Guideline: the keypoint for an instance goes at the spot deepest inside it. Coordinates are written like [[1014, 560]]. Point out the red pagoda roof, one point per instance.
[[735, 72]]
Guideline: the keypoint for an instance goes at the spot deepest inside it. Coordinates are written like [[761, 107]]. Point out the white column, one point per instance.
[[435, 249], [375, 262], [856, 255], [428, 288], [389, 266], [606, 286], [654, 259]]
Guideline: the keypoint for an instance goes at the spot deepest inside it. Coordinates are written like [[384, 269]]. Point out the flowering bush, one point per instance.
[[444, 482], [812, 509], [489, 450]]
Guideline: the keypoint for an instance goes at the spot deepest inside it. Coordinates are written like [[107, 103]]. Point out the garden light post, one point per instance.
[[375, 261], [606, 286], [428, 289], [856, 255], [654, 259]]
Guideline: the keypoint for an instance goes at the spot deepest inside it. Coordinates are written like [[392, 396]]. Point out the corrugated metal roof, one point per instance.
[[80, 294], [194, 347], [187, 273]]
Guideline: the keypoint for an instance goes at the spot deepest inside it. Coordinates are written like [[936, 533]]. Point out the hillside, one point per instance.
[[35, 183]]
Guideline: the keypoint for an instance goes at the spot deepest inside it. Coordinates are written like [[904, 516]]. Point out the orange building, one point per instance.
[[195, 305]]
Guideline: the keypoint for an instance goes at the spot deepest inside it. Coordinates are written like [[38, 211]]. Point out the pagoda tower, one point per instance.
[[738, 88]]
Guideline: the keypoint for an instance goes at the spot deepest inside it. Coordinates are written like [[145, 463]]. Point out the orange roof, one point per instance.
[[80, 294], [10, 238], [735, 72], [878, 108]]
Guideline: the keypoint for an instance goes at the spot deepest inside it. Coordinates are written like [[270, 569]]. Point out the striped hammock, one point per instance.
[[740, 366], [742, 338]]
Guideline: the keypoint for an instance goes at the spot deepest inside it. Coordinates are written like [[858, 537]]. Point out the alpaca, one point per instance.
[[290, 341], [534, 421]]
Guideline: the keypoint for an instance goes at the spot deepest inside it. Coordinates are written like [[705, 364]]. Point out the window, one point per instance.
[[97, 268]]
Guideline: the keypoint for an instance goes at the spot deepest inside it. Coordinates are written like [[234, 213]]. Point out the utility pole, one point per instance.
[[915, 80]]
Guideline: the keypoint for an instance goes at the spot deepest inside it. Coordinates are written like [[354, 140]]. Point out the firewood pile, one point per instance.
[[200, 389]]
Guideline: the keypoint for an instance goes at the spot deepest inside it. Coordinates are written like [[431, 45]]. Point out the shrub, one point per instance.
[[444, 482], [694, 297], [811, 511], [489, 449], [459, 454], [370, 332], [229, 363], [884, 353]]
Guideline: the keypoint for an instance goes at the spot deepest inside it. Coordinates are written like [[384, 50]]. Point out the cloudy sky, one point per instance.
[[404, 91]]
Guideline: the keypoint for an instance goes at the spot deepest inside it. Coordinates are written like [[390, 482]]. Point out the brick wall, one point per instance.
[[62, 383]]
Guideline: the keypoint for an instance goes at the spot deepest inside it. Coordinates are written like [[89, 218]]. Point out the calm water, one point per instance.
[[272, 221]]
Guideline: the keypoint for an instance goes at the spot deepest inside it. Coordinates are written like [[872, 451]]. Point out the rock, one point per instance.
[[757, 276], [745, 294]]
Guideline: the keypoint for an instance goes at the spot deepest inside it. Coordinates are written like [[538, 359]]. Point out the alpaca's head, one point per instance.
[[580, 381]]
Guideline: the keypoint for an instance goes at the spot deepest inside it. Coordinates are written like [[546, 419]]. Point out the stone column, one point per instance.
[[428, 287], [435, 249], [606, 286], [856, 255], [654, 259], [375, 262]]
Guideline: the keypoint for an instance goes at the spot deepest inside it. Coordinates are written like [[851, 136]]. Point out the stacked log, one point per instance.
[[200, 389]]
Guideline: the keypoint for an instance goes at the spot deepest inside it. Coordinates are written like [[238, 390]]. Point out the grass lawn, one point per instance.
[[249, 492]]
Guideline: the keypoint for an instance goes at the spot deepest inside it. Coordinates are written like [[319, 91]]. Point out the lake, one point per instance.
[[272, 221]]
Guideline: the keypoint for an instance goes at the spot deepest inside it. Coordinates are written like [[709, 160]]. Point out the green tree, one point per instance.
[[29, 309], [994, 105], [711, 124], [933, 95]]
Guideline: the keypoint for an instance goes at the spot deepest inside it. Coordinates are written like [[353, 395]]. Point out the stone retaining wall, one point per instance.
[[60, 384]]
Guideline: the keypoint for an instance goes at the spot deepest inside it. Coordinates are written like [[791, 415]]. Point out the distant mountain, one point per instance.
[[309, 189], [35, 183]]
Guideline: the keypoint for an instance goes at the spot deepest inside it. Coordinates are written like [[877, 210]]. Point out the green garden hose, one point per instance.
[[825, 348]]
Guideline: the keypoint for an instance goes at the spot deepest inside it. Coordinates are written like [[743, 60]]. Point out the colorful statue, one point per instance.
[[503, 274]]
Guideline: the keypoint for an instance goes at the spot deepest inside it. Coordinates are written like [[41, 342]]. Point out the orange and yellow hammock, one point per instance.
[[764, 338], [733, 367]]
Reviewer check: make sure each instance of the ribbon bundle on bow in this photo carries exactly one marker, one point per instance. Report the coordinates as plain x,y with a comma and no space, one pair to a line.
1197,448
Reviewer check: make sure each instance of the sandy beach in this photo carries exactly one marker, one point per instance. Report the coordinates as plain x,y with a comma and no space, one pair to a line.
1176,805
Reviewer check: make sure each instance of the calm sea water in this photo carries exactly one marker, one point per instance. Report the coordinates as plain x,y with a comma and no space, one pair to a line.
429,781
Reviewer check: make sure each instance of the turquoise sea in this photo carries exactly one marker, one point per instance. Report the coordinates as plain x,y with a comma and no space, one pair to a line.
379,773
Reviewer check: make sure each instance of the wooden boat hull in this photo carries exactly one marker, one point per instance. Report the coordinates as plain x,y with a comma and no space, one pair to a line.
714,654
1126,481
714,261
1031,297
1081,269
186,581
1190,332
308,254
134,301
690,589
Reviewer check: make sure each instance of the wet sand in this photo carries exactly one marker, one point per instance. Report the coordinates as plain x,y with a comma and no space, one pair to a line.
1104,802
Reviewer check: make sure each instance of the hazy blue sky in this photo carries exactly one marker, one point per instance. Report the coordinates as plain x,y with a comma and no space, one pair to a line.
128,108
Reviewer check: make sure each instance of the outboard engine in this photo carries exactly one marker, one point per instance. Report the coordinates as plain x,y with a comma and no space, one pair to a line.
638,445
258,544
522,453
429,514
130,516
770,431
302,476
——
-- EXERCISE PROMPT --
Go through the entries above and reproduce each one exactly.

-- RESULT FOR THIS TASK --
Guideline: the keypoint for an instance goes at the spot deepest inside it. Coordinates are written like [[1014, 560]]. Point out the red pagoda roof, one point per instance.
[[735, 72]]
Guideline: the keypoint for an instance goes at the spot deepest inside it. Coordinates are written like [[761, 107]]. Point out the white column, one point per instance.
[[435, 249], [375, 262], [856, 255], [428, 288], [389, 266], [606, 286], [654, 259]]
Guideline: the keypoint for an instance goes at the spot deepest inside it. Coordinates are written like [[384, 269]]. Point out the flowering bush, one point per instance.
[[444, 482], [812, 509], [489, 450]]
Guideline: the keypoint for an instance goes at the spot deepest inside it. Coordinates are written like [[107, 103]]. Point out the garden light post, one point per instance.
[[375, 261], [606, 286], [428, 289], [856, 255], [654, 259]]
Guideline: the keypoint for an instance goes at the spot deepest inside it. Coordinates are written like [[392, 396]]. Point out the corrugated metal roof, one point per instance.
[[80, 294], [194, 347], [187, 273]]
Guideline: the keypoint for an instance goes at the spot deepest inside it. Coordinates are written like [[936, 533]]. Point out the hillside, one point per instance.
[[35, 183]]
Guideline: the keypoint for an instance goes at the spot deepest inside it. Coordinates are written like [[904, 516]]. Point out the orange building, one point per instance.
[[195, 305]]
Guideline: the keypoint for an instance goes at the spot deepest inside it. Coordinates are written like [[38, 211]]. Point out the pagoda tower, one point per instance.
[[738, 88]]
Guideline: the keypoint for an instance goes at the spot deepest inside it. Coordinates are written like [[145, 463]]. Point out the orange roof, one point per instance.
[[80, 294], [10, 238], [735, 72], [878, 108]]
Guideline: the keypoint for an instance goes at the spot deepest inside it. Coordinates are written like [[270, 569]]. Point out the striped hammock, one point per instance.
[[740, 366], [742, 338]]
Guideline: the keypoint for an instance goes at the spot deepest inside it. Coordinates are written like [[858, 537]]. Point out the alpaca, one point per instance.
[[290, 341], [534, 421]]
Guideline: the keypoint for an instance goes at the spot deepest inside it. Coordinates are written like [[705, 364]]. Point out the window, one point per instance.
[[97, 268]]
Guideline: the keypoint for an instance goes at the spot deepest inside it. Coordinates are written like [[234, 213]]. Point out the utility pole, one point per instance.
[[915, 80]]
Guideline: the keypoint for an instance goes at the spot deepest inside it. Coordinates are written like [[354, 140]]. Point out the firewood pile, one point per instance.
[[200, 389]]
Guideline: the keypoint for an instance goes at the spot deepest inside it. Coordinates are written like [[431, 45]]. Point out the shrub, one point per instance.
[[444, 482], [694, 297], [811, 511], [489, 449], [459, 454], [370, 332], [229, 363], [884, 353]]
Guideline: the keypoint for an instance goes at the spot deepest inside it. Coordinates are written like [[384, 50]]. Point out the cloudy sky, one point per instance.
[[404, 91]]
Guideline: the keypoint for an instance goes at the spot deepest inside it. Coordinates are written like [[390, 482]]. Point out the brick wall, one point per instance.
[[62, 383]]
Guideline: the keypoint for an instance goes at the spot deepest inside it. Coordinates are written like [[89, 218]]. Point out the calm water, one point per instance.
[[272, 221]]
Guideline: the keypoint for an instance goes at the spot deepest inside it. Coordinates are written like [[872, 451]]. Point out the rock, one point per instance.
[[757, 276], [745, 294]]
Guideline: the keypoint for an instance goes at the spot deepest inside it. Coordinates are written like [[538, 359]]. Point out the alpaca's head, one point per instance.
[[580, 381]]
Guideline: the keypoint for an instance goes at the spot deepest inside it. Coordinates are written like [[546, 419]]. Point out the stone column, one point per instance.
[[428, 287], [435, 249], [606, 286], [856, 255], [654, 259], [375, 262]]
Guideline: the keypoint for an instance goes at the spot deepest inside it. Coordinates are written like [[851, 136]]. Point out the stacked log, one point per instance.
[[200, 389]]
Guideline: the keypoint for an instance goes at the spot deepest inside it. Coordinates are written like [[238, 390]]. Point out the grass lawn, one point per instance.
[[249, 492]]
Guideline: the keypoint for an instance goes at the spot deepest inside it. Coordinates are written like [[319, 91]]. Point out the lake, one point per instance.
[[272, 221]]
Guideline: the keypoint for an instance goes at the spot deepest inside it. Coordinates are written like [[709, 160]]. Point out the green tree, one point per instance.
[[29, 309], [994, 105], [711, 124], [933, 95]]
Guideline: the keypoint for an instance goes at the spot deepest inside it. Coordinates are written like [[353, 395]]. Point out the stone retaining wall, one point per instance.
[[60, 384]]
Guideline: the keypoint for an instance goes at the spot deepest inside it. Coordinates are written like [[791, 415]]. Point out the distant mountain, one point per instance.
[[309, 189], [35, 183]]
Guideline: the keypoint for an instance goes at the spot deepest inside it. Coordinates are written like [[877, 210]]. Point out the green garden hose, one point per instance.
[[825, 348]]
Guideline: the keypoint for an instance goes at the spot deepest inside it. Coordinates are written like [[743, 60]]. Point out the colorful statue, one point per instance.
[[503, 274]]
Guideline: the keypoint for an instance goes at the spot deepest inside it. Coordinates are written like [[41, 342]]. Point out the orange and yellow hammock, one point per instance.
[[764, 338], [733, 367]]
Reviewer check: make sure each instance of the ribbon bundle on bow in this photo carries exactly one marker, one point per instance. Report the coordinates as plain x,y with a comma and no space, one pair to a line.
1197,448
Reviewer check: make sure each instance of the sandy beach in this photo carries exactly one marker, one point per instance. Report the coordinates as plain x,y with a comma and no space, one pair to a line.
1176,805
Reviewer check: make sure each instance of the calm sea water in this photo carries exactly one marker, one point per instance. Report the coordinates as plain x,y with a comma and no space, one pair to a line.
429,781
Reviewer check: make sure each instance of the turquoise sea in this photo carries exactly one marker, one point per instance. Report the coordinates as plain x,y with a comma and no space, one pair to a line.
379,773
Reviewer check: make sure each instance of the wooden boat hull in this photo carries exactly one marker, one point per instance. Report the coordinates as plain x,y with a comma and no space, one pair to a line.
714,654
1126,481
714,261
1031,297
1081,269
186,581
1190,332
308,254
134,301
690,589
Reviewer check: make sure each instance of the wet sand in this photo carries exactly one marker, one point per instance. Report the coordinates as plain x,y with a comma and no space, one pair to a line.
1104,802
Reviewer check: make sure each instance of the hazy blue sky in this photo carries exactly one marker, one point per instance. Report the coordinates as plain x,y with a comma and no space, one pair to a line.
128,108
Reviewer check: make sure each instance of the outboard engine in this photo carries exactly one marker, one point per instance. Report the coordinates as plain x,y with a comma and no space, one pair to a line.
638,445
258,544
522,453
429,514
130,516
770,431
302,476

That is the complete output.